**TASK STATEMENT**: Begin with the line that has "pin: the solar". Give it and every line after it again, exactly, through the end of the entries below.

**TASK INPUTS**:
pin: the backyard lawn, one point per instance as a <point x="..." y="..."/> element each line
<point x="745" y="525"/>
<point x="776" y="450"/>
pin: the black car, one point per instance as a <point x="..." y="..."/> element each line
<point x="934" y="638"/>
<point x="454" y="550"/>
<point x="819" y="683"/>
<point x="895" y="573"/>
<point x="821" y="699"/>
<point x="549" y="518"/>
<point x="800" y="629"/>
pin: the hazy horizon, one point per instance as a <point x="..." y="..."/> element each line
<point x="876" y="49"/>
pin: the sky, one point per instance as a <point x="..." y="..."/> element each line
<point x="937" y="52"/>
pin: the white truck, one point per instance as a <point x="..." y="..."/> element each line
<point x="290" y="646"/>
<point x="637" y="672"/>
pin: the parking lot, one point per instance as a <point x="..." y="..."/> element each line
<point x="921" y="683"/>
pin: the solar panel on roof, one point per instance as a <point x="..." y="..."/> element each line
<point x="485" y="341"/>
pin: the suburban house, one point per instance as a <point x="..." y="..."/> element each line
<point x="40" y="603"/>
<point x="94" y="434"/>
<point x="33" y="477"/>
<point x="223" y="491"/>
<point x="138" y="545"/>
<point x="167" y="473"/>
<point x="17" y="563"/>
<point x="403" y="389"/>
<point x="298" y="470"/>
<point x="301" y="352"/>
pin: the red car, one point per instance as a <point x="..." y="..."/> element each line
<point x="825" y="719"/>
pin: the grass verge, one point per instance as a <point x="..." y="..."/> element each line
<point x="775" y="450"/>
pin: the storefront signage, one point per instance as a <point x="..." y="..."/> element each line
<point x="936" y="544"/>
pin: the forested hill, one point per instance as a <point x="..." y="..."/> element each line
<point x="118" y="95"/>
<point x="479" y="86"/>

**TASK OUTPUT**:
pin: the solar panel on roof, one point per instance as a <point x="..." y="..."/> element each line
<point x="485" y="341"/>
pin: the suburban house, one point per instance as a <point x="..." y="..."/> element each line
<point x="40" y="603"/>
<point x="94" y="434"/>
<point x="33" y="477"/>
<point x="223" y="491"/>
<point x="138" y="545"/>
<point x="167" y="473"/>
<point x="17" y="563"/>
<point x="403" y="389"/>
<point x="298" y="470"/>
<point x="301" y="352"/>
pin: the red car, one point per instance as a <point x="..." y="..."/> element each line
<point x="825" y="719"/>
pin: the grass verge, one point per instance as a <point x="..." y="..."/> element each line
<point x="775" y="450"/>
pin: the storefront signage, one point per instance as a <point x="..." y="..."/> element each line
<point x="936" y="544"/>
pin: the forested hill, one point per instance as a <point x="..." y="..."/> element each line
<point x="118" y="95"/>
<point x="479" y="86"/>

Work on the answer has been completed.